> INSTRUCTION: Starting with the first of the rows below and going on through the line that contains "<point>217,381</point>", write out every line again, not only the answers. Scale each point coordinate in the answers by 0.3 and round to whole numbers, with halves rounding up, but leave every other number unchanged.
[START]
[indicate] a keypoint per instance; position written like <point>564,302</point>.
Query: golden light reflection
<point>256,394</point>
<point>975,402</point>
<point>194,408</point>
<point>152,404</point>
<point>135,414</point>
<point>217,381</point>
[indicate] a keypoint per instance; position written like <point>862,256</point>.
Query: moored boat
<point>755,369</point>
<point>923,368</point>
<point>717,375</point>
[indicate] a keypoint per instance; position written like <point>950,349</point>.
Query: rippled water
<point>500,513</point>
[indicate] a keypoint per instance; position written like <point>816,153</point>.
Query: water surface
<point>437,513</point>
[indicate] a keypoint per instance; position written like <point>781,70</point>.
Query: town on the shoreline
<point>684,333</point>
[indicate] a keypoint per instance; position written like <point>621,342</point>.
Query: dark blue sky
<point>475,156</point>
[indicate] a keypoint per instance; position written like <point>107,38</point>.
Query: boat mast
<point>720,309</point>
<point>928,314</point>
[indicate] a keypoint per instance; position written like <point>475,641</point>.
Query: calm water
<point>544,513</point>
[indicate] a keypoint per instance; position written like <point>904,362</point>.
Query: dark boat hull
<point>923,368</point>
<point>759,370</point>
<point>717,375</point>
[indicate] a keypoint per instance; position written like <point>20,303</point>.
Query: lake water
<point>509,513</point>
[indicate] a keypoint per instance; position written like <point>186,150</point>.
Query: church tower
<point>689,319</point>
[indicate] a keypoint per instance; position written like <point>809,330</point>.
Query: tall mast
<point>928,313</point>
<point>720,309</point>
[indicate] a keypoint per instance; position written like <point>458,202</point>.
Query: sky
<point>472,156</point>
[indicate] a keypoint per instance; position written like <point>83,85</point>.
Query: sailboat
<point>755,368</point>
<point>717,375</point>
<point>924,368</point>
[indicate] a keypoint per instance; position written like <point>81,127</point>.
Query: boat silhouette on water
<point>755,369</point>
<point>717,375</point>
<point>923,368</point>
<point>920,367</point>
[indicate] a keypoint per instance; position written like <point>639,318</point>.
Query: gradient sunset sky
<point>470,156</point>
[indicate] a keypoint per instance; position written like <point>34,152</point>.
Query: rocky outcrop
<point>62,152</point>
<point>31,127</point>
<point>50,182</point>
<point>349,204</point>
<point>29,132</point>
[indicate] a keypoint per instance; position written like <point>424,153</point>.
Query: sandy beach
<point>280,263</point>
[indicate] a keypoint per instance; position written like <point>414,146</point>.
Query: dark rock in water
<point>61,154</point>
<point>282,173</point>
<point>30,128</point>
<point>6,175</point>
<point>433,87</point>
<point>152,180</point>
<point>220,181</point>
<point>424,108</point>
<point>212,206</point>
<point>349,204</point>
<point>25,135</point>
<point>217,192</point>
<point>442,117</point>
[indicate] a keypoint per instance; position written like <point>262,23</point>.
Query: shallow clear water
[END]
> WRITTEN ANSWER:
[indicate] a keypoint per instance; position written like <point>564,302</point>.
Query: golden light reflection
<point>77,118</point>
<point>293,121</point>
<point>58,122</point>
<point>46,121</point>
<point>41,124</point>
<point>65,114</point>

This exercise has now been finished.